=== Texto fornecido ===
Por isso, aparentemente contraditórias, as ações podem ser convergentes. O perigo é quando a mídia resolve ocupar o lugar de um tribunal social. O comportamento de uma pessoa, em público, é o mesmo da vida privada?

As imagens instantâneas e espetaculares de agentes públicos ou particulares presos, antes mesmo de qualquer culpa formada em juízo, podem se transformar em enredo de novela, com bandido e herói?

Existe, na mídia, o princípio do "devido processo legal" (due processo of law), garantindo o direito de defesa e o princípio da inocência até prova da culpa?

Creio que o momento é de reflexão quanto ao papel de cada profissional no contexto da realidade brasileira atual. Priorizar os julgamentos dos casos de corrupção é uma boa resposta, investir na formação adequada de juízes e jornalistas também. Mas é preciso ter cuidado com a preservação das instituições, evitando-se generalizações e, sobretudo, com o estado de direito.

O debate que se trava hoje só é possível em razão da democracia que vivemos. E o Judiciário tem a missão constitucional de preservá-la.



Outra vertente

O Grande Perigo

Artigo - Dimmi Amora
Jornal O Globo - 12/06/2007

É cada dia mais comum encontrar entre integrantes do mundo jurídico pessoas que não toleram o trabalho da imprensa. Lendo o artigo do desembargador Luiz Felipe Salomão, no GLOBO de 7 de junho, fica mais claro entender o motivo, devido à excelente exposição de contrastes entre o ofício dos membros do Judiciário e o dos jornalistas realizada no texto. Aos que colocam os antolhos do seu próprio universo, será obvio não entender e não aceitar as peculiaridades da outra profissão e, assim, criticar o trabalho alheio sempre que este não lhe for favorável.

Demonizar o trabalho do Judiciário e da imprensa serve a diversos interesses dentro de uma sociedade. Fiquemos na imprensa. A repetição dos pregadores sobre o demônio do exagero da mídia ajuda a consolidar dentro do sistema judicial um pré-conceito sobre este fato e, assim, facilitar a vida de quem defende as supostas vítimas da mídia. Mas isto não é o que preocupa de fato. O que realmente começa a se consolidar de forma trágica dentro da Justiça é a idéia de que esta se tornou o único regulador da sociedade e tem, não a palavra final em caso de disputa, mas toda a palavra sobre todos os fatos. Sendo a imprensa detentora de um dos discursos da sociedade seria ela, para estes pregadores, o grande perigo. O texto do desembargador Salomão, infelizmente, dá alimento a essa canhestra idéia.
===
--- Exercício proposto A ---
Segundo o artigo "O Grande Perigo", no texto fornecido, por que a leitura do artigo do desembargador Luiz Felipe Salomão ajuda a entender por que integrantes do mundo jurídico não toleram o trabalho da imprensa? Responda em uma a três frases.
--- Exercício proposto B ---
Continue o texto fornecido a partir da última frase, escrevendo um ou dois parágrafos que prossigam a argumentação do artigo "O Grande Perigo".
=== Relação de dados ===
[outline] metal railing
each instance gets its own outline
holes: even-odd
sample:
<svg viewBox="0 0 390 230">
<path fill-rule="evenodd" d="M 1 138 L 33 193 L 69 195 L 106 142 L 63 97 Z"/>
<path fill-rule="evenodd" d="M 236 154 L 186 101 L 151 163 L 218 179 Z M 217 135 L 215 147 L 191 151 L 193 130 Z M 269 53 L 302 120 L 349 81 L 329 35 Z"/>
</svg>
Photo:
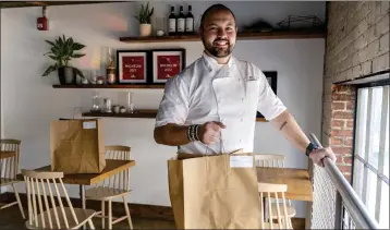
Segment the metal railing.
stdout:
<svg viewBox="0 0 390 230">
<path fill-rule="evenodd" d="M 321 147 L 314 134 L 310 138 Z M 378 222 L 334 162 L 325 158 L 324 165 L 313 170 L 312 229 L 378 229 Z"/>
</svg>

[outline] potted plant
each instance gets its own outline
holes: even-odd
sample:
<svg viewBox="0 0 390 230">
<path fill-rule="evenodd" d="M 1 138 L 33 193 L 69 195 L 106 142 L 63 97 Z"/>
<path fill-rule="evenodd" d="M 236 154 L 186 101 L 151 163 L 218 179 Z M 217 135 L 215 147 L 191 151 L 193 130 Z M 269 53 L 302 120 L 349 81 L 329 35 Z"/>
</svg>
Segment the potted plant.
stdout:
<svg viewBox="0 0 390 230">
<path fill-rule="evenodd" d="M 139 22 L 139 36 L 150 36 L 151 34 L 151 24 L 150 24 L 150 16 L 153 15 L 155 8 L 151 8 L 149 10 L 149 2 L 144 7 L 144 4 L 141 5 L 141 10 L 138 12 L 138 15 L 135 16 L 135 19 Z"/>
<path fill-rule="evenodd" d="M 74 58 L 81 58 L 85 53 L 75 53 L 75 51 L 83 49 L 85 46 L 80 43 L 75 43 L 72 37 L 65 38 L 64 35 L 58 37 L 54 41 L 46 40 L 50 44 L 50 51 L 44 56 L 49 56 L 56 63 L 50 65 L 42 76 L 49 75 L 53 71 L 58 71 L 60 83 L 75 84 L 77 74 L 84 78 L 82 71 L 77 68 L 70 65 L 70 61 Z"/>
</svg>

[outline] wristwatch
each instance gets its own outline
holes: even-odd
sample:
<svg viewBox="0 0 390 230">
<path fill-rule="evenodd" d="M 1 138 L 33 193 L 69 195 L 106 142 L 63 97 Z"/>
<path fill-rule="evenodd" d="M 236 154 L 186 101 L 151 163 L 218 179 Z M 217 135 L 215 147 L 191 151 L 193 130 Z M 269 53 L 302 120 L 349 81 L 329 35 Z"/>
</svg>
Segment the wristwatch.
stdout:
<svg viewBox="0 0 390 230">
<path fill-rule="evenodd" d="M 306 147 L 306 156 L 308 157 L 310 155 L 310 153 L 314 150 L 314 149 L 318 149 L 319 147 L 313 143 L 309 143 Z"/>
</svg>

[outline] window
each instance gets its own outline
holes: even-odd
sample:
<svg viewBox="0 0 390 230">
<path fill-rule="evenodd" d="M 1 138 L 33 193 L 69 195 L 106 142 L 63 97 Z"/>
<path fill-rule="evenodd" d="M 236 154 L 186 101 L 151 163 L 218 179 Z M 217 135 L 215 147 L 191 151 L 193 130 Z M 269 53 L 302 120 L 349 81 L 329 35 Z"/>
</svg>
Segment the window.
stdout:
<svg viewBox="0 0 390 230">
<path fill-rule="evenodd" d="M 353 187 L 389 229 L 389 84 L 357 89 Z"/>
</svg>

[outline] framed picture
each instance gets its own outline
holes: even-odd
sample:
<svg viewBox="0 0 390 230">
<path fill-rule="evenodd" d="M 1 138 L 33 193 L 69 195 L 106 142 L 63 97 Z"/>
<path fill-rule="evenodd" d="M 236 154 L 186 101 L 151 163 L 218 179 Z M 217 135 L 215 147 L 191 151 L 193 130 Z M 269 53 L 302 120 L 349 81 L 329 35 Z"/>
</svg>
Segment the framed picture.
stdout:
<svg viewBox="0 0 390 230">
<path fill-rule="evenodd" d="M 185 49 L 151 50 L 153 84 L 166 83 L 185 68 Z"/>
<path fill-rule="evenodd" d="M 147 50 L 118 50 L 117 63 L 119 83 L 147 83 L 149 74 Z"/>
<path fill-rule="evenodd" d="M 264 75 L 268 81 L 268 84 L 271 86 L 275 95 L 278 95 L 278 72 L 277 71 L 263 71 Z M 264 116 L 257 111 L 256 118 L 264 118 Z"/>
</svg>

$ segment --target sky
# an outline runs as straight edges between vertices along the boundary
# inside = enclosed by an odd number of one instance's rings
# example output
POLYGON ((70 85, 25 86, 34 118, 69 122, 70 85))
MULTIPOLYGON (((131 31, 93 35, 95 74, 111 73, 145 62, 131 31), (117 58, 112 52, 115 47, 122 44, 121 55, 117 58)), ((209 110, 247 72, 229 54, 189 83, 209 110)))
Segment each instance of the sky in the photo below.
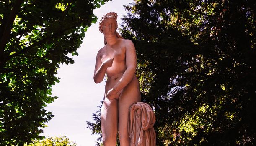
===
--- Resposta escrita A ---
Porque o artigo do desembargador faz uma excelente exposição dos contrastes entre o ofício dos membros do Judiciário e o dos jornalistas. Diante desses contrastes, quem enxerga apenas o próprio universo tende a não entender nem aceitar as peculiaridades da outra profissão. Por isso, critica o trabalho alheio sempre que este não lhe é favorável.

--- Resposta escrita B ---
É até difícil contestar um magistrado diletante que em sua carreira vem pautando pela ética, pela celeridade e pela sobriedade em suas decisões. Mas não é possível ficarem sem resposta frases como "O perigo é quando a mídia resolve ocupar o lugar de tribunal social", ou "Existe, na mídia, o princípio do 'devido processo legal' garantindo o direito de defesa e o princípio da inocência até prova de culpa?", ou "E o Judiciário tem a missão constitucional de preservá-la (a democracia)".

Apesar de não dito no texto, o contexto destas críticas à mídia no artigo é o tratamento dado às operações da Polícia Federal desencadeadas a partir de 2003. Veladamente, ele é criticado pelo magistrado por ser espetacularizado. O fato é que as operações são feitas para serem espetáculos. E um dos responsáveis por isso é o Poder Judiciário. Em primeiro lugar, porque ainda não aconteceu, oxalá não acontecerá, de policial federal levar alguém para o xilindró sem a autorização de um juiz, desembargador ou ministro de Suprema Corte. Portanto, o espetáculo das prisões temporárias – algumas desnecessárias, algumas injustas – tem sempre a chancela da Justiça. E, em segundo lugar, os policiais se cansaram de ver seus trabalhos sendo jogados para obscuros escaninhos das varas criminais sem apresentarem resultados, ou seja, a punição dos culpados. Agora, o resultado pode até ser o mesmo: ninguém punido. Mas a imagem pública dos policiais é a de que eles cumpriram seu dever. Quem fica com a batata quente da impunidade na mão é o Judiciário.

A decisão de cometer atos simbolicamente fortes como grampear ou prender pessoas antes do fim do processo não é da mídia. E tentar fazer com que a mídia convença um sujeito comum — leitor, ouvinte ou telespectador — de que policiais, promotores e juízes acharam que um sujeito merece ser preso por alguns dias, mas que, depois, ele pode não ser um criminoso é acreditar que jornalistas podem operar milagres. O máximo que podemos é usar a linguagem técnica (aceita pelo Judiciário, por prévio acordo) para evitar que a condenação social — já imposta pelos atos jurídicos de levá-lo preso, revistar a casa, apreender bens, vasculhar sigilos — seja ainda mais agravada por palavras e imagens. Falar, portanto, em mídia como "tribunal social" constitui um exagero, visto que os possíveis "julgamentos" dela nesses casos não acontecem sem informações da própria Justiça. Querer controlar os atos de resignificação dessas informações é dar açúcar ao demônio do autoritarismo.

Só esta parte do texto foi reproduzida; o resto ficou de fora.